__Problem details__
Which lines run from the one containing "Thanks for the photo. Could you please mark the ceiling plank" to the end of the entries? Quote them exactly, and nothing else.

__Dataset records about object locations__
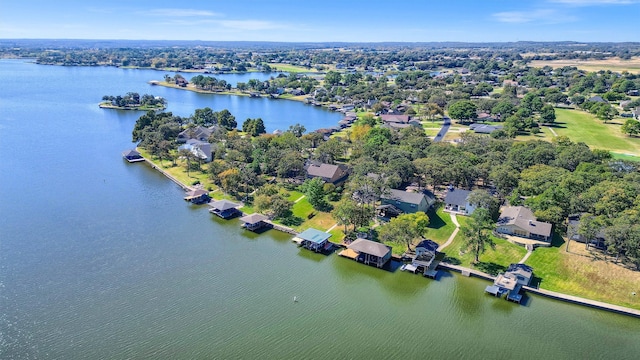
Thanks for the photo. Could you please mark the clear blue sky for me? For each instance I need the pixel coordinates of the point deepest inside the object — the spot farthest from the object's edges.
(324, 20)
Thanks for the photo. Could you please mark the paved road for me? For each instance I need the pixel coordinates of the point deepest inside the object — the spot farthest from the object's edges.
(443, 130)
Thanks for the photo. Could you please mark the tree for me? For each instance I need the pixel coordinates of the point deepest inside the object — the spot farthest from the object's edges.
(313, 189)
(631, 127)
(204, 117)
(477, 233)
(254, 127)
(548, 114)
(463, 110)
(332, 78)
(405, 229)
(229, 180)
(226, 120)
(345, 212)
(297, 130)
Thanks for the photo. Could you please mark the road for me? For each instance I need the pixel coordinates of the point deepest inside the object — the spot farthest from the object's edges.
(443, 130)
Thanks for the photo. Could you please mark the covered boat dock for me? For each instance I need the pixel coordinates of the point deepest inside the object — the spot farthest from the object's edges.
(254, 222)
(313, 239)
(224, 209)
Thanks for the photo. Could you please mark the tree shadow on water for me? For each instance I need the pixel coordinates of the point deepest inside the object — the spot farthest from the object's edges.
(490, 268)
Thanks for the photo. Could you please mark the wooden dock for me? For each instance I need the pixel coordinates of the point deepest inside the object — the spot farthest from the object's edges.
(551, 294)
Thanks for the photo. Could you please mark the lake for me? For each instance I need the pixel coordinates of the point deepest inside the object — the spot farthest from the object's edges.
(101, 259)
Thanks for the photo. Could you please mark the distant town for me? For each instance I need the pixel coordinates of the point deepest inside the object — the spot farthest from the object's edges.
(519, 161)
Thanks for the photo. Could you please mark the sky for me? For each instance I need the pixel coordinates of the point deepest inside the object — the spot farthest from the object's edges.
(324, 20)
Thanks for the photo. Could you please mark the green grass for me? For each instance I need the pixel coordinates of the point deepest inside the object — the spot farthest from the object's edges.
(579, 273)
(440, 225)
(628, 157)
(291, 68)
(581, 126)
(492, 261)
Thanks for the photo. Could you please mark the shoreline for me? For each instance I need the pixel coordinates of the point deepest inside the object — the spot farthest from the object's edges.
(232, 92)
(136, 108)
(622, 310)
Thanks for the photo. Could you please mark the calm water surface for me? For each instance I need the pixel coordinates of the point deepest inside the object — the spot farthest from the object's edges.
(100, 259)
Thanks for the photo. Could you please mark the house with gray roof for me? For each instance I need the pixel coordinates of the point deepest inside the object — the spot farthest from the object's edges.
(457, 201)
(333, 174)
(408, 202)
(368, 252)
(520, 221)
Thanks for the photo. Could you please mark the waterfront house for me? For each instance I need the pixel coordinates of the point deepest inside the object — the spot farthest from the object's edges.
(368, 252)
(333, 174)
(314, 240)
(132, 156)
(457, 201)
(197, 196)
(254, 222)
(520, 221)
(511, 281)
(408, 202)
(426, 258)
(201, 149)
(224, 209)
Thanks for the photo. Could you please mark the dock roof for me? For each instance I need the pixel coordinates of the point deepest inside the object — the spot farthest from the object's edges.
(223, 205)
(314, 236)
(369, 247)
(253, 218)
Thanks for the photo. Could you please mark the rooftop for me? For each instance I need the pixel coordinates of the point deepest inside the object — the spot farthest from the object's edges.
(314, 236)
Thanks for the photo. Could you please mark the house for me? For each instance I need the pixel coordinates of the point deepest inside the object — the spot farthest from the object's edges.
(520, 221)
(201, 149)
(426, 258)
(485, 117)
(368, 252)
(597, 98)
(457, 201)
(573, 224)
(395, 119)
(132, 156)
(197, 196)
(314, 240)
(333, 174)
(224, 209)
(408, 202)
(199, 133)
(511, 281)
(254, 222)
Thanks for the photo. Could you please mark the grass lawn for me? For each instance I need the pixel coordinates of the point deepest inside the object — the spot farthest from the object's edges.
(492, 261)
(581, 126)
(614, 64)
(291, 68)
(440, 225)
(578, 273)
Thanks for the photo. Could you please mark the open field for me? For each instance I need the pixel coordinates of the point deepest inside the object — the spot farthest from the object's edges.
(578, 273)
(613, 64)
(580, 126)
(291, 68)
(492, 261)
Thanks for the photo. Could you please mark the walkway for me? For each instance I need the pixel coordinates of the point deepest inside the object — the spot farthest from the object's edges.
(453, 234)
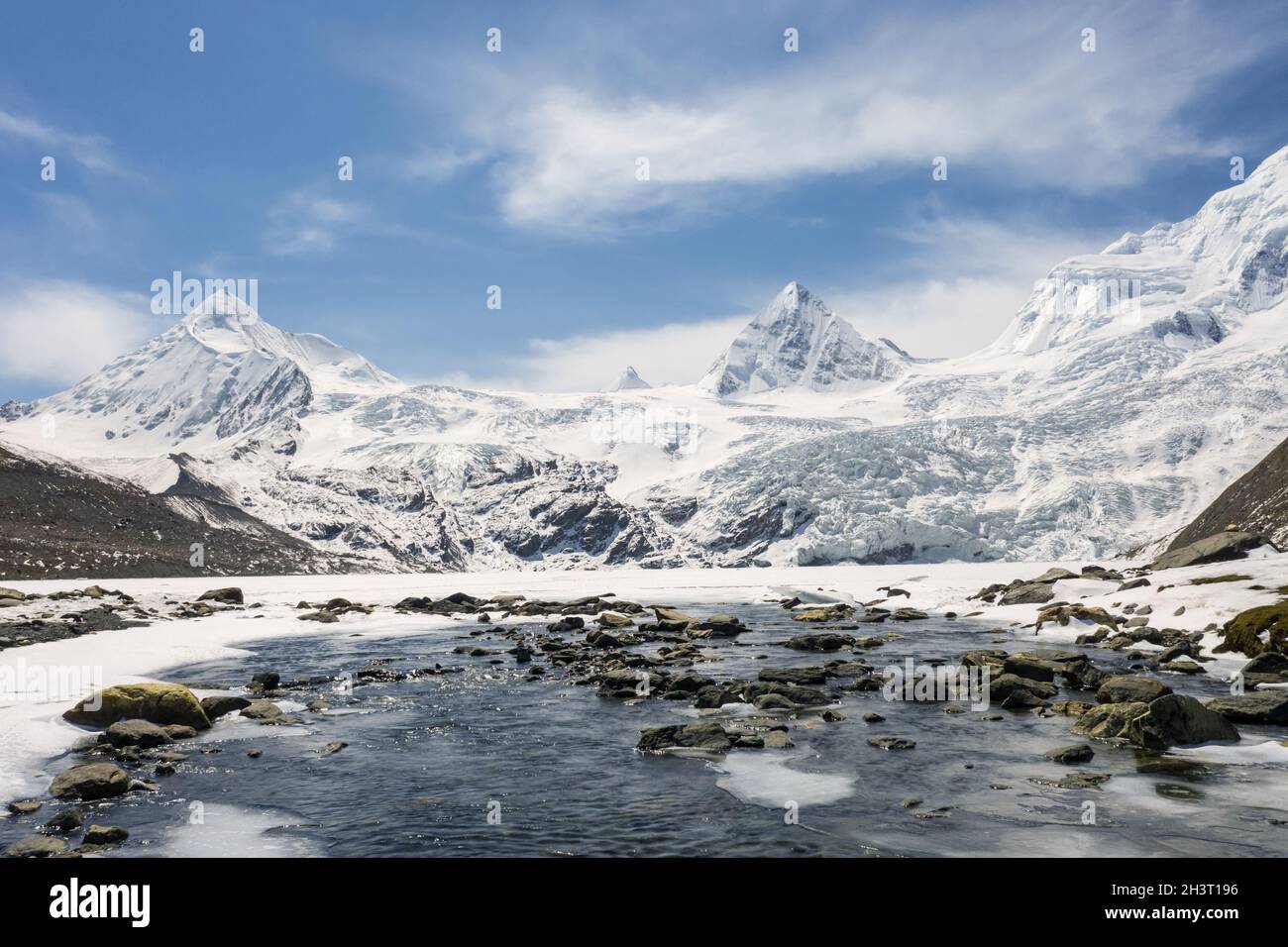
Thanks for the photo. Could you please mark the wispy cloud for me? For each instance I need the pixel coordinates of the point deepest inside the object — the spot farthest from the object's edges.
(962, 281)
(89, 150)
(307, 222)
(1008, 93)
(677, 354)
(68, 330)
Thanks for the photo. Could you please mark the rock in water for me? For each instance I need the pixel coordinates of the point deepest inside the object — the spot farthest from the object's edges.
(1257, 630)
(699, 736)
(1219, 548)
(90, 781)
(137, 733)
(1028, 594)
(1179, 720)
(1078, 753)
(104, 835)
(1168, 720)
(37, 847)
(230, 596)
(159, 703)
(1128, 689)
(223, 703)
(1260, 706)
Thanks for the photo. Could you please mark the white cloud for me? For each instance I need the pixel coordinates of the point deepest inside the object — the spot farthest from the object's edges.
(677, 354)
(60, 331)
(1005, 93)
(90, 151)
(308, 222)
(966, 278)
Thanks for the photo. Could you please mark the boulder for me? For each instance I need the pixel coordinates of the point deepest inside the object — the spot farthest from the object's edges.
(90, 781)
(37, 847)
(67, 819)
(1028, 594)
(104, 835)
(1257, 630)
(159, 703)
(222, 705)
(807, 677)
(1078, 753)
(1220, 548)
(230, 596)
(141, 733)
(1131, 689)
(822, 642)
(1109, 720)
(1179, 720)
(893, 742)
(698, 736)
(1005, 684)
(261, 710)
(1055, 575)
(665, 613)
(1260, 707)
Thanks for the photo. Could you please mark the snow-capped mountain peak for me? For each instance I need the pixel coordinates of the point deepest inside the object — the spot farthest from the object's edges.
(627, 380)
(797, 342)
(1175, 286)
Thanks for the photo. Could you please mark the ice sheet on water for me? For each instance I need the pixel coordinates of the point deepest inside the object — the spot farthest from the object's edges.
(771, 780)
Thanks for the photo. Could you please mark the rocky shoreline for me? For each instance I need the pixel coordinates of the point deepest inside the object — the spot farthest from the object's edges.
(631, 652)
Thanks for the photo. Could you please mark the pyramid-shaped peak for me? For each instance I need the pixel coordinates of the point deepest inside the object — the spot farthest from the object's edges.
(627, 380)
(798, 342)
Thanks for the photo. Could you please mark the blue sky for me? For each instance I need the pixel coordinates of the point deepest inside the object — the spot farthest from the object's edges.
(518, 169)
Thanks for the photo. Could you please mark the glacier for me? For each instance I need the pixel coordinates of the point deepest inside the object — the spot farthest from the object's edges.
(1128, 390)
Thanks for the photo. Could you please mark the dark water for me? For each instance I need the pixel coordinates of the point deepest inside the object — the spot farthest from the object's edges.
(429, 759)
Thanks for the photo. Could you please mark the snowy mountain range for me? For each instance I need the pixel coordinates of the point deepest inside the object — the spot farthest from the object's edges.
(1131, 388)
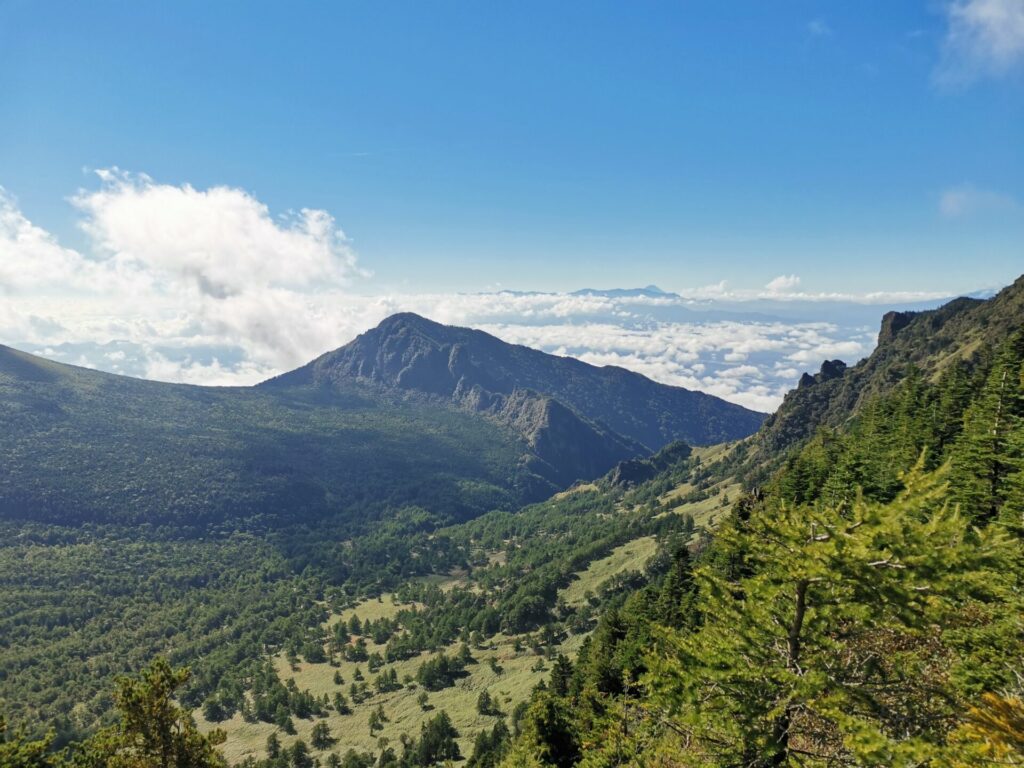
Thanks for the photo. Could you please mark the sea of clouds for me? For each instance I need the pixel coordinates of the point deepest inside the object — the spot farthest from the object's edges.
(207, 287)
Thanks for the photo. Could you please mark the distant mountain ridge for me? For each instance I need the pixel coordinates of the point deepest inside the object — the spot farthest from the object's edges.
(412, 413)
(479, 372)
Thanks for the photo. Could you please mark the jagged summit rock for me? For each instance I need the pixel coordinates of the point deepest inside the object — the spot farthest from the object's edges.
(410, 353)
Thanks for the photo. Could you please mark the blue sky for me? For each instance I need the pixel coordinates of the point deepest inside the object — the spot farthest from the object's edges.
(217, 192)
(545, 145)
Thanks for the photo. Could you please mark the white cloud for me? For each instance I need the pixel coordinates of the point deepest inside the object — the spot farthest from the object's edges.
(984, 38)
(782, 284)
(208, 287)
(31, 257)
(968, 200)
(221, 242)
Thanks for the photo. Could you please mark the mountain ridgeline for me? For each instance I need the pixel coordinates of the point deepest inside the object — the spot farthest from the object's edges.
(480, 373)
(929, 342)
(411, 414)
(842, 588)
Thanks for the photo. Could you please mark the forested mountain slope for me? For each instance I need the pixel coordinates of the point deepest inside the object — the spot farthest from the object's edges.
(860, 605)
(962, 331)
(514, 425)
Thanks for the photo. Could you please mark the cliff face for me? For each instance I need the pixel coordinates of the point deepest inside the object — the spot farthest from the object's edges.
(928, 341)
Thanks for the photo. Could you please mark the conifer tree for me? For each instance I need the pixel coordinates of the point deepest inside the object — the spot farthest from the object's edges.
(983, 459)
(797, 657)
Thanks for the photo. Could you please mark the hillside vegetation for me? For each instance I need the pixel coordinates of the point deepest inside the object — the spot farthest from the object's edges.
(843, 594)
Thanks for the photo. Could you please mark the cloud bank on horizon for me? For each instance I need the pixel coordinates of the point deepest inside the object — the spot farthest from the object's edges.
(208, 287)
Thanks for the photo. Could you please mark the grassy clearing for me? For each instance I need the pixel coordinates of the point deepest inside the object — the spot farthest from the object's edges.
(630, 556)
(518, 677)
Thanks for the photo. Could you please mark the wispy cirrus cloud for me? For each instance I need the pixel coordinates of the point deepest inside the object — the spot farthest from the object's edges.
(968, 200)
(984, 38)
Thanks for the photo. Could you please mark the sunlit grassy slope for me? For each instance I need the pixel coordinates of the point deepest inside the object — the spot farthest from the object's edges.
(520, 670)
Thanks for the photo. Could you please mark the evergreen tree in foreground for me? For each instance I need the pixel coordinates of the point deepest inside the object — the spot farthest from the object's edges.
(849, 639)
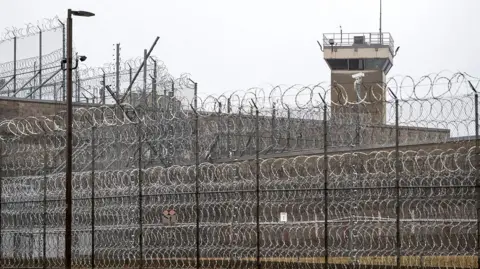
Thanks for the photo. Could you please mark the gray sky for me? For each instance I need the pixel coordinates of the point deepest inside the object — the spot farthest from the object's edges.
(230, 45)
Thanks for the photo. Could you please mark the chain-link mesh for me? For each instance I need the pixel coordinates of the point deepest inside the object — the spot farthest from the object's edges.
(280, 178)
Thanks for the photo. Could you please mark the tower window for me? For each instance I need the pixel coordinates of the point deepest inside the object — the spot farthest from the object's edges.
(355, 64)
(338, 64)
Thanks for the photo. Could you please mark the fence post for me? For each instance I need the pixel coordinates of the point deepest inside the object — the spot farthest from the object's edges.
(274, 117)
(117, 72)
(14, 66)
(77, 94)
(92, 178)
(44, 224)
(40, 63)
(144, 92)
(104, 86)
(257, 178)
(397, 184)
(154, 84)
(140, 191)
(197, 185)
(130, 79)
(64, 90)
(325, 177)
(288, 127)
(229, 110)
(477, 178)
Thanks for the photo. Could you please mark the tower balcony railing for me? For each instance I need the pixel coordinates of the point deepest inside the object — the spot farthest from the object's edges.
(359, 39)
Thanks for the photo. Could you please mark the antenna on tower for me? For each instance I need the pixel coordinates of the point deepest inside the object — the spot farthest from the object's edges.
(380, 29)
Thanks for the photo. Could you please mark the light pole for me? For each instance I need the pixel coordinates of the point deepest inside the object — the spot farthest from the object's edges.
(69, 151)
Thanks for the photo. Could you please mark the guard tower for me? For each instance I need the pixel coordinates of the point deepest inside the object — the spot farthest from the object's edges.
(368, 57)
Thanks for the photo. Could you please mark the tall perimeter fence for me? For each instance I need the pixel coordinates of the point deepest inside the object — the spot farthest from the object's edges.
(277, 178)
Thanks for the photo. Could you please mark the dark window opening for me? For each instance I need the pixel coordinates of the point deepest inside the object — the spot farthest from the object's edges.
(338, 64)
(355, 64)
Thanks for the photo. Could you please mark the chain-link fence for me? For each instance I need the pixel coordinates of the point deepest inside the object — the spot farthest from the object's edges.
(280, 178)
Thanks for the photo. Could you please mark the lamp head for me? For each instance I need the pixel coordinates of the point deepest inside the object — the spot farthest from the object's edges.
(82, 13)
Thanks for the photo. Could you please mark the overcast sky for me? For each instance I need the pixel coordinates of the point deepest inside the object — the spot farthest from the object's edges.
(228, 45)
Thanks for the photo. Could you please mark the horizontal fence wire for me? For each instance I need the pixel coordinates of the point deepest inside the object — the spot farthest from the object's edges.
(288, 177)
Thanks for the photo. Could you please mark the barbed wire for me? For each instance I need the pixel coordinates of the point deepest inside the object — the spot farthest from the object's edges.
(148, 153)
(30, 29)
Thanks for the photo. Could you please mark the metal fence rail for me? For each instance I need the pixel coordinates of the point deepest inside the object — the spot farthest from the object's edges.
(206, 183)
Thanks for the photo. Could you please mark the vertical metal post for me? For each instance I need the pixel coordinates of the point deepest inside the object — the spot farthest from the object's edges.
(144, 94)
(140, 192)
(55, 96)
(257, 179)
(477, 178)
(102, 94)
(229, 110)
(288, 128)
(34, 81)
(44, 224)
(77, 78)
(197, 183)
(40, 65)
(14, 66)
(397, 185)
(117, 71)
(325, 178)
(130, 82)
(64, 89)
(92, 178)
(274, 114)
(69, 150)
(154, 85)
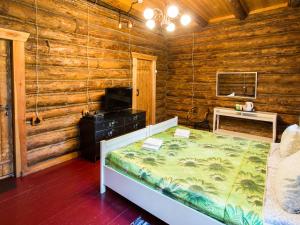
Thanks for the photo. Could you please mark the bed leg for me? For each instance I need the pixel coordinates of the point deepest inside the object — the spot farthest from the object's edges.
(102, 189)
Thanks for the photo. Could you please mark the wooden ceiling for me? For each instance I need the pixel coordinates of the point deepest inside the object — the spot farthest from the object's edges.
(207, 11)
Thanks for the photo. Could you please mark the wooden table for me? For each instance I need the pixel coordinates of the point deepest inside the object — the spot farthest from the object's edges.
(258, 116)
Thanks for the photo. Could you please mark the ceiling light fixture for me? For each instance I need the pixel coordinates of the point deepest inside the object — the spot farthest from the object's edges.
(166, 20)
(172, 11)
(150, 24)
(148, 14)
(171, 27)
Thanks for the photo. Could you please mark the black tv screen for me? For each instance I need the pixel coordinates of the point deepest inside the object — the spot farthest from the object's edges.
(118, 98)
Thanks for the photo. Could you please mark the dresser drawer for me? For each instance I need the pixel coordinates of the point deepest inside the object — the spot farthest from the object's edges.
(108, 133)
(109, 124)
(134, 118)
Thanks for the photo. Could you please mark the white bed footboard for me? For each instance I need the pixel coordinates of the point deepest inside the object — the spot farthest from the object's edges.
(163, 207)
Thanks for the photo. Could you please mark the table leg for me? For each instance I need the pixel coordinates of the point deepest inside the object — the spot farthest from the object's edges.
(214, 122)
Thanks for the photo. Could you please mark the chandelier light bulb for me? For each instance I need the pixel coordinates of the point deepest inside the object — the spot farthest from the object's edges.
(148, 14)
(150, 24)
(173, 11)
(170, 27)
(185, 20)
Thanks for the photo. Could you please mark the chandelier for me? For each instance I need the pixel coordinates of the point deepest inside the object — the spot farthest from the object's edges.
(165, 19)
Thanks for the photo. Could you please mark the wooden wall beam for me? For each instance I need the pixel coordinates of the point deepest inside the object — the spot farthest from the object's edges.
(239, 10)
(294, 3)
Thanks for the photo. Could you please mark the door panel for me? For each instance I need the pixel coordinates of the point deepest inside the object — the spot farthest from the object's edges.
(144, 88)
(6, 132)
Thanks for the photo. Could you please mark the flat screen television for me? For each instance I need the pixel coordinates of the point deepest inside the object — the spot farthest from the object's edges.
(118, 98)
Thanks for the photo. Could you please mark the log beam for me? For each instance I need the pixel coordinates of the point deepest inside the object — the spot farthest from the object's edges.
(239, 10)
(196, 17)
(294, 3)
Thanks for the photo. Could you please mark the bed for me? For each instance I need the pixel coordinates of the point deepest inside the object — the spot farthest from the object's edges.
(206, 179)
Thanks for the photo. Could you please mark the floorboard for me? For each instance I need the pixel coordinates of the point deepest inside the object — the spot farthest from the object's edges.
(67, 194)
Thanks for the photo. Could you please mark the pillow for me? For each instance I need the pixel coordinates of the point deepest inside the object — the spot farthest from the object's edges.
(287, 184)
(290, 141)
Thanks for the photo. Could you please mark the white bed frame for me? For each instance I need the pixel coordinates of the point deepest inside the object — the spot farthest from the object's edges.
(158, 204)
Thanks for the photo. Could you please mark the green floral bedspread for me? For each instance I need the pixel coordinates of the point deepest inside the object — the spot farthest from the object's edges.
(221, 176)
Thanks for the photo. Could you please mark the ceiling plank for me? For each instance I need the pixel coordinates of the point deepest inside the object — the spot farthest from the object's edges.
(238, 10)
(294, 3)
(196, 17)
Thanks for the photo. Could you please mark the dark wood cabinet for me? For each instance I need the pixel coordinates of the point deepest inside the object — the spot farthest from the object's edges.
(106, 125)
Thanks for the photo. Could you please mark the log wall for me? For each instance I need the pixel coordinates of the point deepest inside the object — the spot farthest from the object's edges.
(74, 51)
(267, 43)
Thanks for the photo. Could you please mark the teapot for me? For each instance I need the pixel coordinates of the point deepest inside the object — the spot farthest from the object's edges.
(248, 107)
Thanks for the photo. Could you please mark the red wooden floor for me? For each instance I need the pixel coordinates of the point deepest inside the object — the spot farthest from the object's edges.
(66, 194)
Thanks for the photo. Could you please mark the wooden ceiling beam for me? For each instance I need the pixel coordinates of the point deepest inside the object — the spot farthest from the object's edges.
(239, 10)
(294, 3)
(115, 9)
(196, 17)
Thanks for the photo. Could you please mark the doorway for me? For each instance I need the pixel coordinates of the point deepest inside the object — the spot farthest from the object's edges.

__Full output__
Thanks for the photo. Could you please mark the ceiling plank for me? For each instance I need the pixel coordinates of the point deepest inside the object — the spot farthest from the object's edges.
(238, 10)
(294, 3)
(196, 17)
Thanks for the photo. Could you please mark the dark wood cabinet for me? For each instance I need the pixel coordinates of the point deepest inside the object — the spot farthest from the object's edges.
(106, 125)
Thanks for the photo. Could you please mark the log wall for me? For each instance I need the pixel coordinates of the point deepest inside the object — the spot farthest from the object's edges.
(74, 51)
(267, 43)
Thanks for the photo. Could you please mark the teapot for me? For each instance I need the pixel coordinates of the point deepest inside the object — the spot farthest from the object's edges.
(248, 107)
Thanks for the photo. Could you please mark the red wooden floor for me? For each instance I need the pixel coordinates of the point deepest inside the object — the spot farthest from the object's edges.
(66, 194)
Thanks for the photo. Could you please mark the wooden ceiling beam for me? For each instance I need the pixel coordinates of the point deepest inside the object — the spot farthest from the object's edges.
(239, 10)
(294, 3)
(115, 9)
(196, 17)
Thanks for the photo. Could you please mark the doorway for me? For each instance I need the pixel coordinates of the point deepest inside the object — the spot farthest from the object's edges.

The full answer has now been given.